What needs to be done: Reproduce the records below line for line, without changing a single character.

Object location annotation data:
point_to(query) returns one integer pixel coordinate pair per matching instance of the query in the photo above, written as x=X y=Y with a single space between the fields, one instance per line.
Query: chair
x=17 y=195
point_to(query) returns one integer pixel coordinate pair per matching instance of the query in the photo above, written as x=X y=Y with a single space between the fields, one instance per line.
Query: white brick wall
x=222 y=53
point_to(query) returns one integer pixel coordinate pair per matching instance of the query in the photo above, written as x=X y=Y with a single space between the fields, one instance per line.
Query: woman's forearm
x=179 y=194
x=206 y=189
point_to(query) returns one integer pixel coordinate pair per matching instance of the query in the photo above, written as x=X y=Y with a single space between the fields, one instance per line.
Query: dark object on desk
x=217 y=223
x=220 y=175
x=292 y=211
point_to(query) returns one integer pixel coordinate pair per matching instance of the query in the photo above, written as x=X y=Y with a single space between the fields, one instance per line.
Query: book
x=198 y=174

Answer to the task:
point_to(query) returns one integer pixel coordinate pair per matching instance of the query in the photo above, written as x=X y=Y with a single space between the fields, one instance per line.
Query: chair
x=17 y=195
point_to(query) returns one integer pixel coordinate pair per matching instance of the query in the photo above, written as x=X y=Y with a single space between the fields, one instance per line.
Query: white brick wall
x=222 y=53
point_to(query) returns one integer pixel coordinate pair per matching instance of the query in the photo above, written as x=X y=Y with a single space between the fields, one instance per line.
Query: woman's forearm
x=179 y=194
x=206 y=189
point_to(query) returns one integer pixel coordinate pair per matching instance of the query in the photo above, written as x=X y=Y with a single space between the fields, one instance per line.
Query: dark object on desk
x=217 y=223
x=220 y=175
x=292 y=211
point_to(query) returns one integer pixel coordinate pair per matching instance of the query in the photo above, written as x=X y=Y with a single space between the fields, one instance per line.
Query: book
x=198 y=174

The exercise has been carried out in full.